D'après le compte rendu de la sortie dans le Campoloro, qui attendait les Amis du Parc devant le musée ethnographique ?

# Texte à lire
------

Sortie Découverte - Le 24/06/2007 - Lieu : Dans le Campoloro

Cette dernière journée avant la pause estivale était dédiée à la mémoire de Dominique Mosca, membre fondateur, trésorier et vice-Président de notre Association, décédé l’an dernier.
La « capitale » du Campoloro émergeait comme la proue d’un vaisseau de schiste dans la brume matinale qui coiffait les hauteurs du Castello d’Osari, à l’heure les Amis du Parc se retrouvèrent devant le musée ethnographique, où les attendait Joseph Leoni, Président de l’ADECEC (19,Association pour le Développement des Etudes Archéologiques, Historiques, Linguistiques et Naturalistes du Centre-Est de la Corse)
Quel lieu plus chargé de la mémoire du disparu que ce superbe musée pour lequel il consacra trente années de son existence ?

------

# Enregistrements fournis
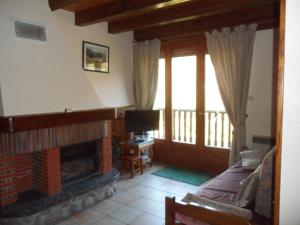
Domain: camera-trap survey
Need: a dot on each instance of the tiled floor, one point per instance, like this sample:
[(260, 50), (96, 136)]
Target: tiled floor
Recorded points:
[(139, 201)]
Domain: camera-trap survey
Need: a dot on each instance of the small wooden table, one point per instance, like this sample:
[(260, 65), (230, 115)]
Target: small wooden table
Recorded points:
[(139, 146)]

------

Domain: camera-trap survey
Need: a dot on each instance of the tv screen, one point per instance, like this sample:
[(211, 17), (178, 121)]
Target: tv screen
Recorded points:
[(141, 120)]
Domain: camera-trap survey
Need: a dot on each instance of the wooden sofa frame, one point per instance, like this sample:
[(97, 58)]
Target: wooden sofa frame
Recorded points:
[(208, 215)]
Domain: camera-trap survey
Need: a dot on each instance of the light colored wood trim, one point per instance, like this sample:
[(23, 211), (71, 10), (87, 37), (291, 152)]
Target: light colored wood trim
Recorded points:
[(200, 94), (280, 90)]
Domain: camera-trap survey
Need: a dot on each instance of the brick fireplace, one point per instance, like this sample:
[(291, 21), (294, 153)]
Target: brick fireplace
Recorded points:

------

# Réponse
Joseph Leoni, Président de l'ADECEC.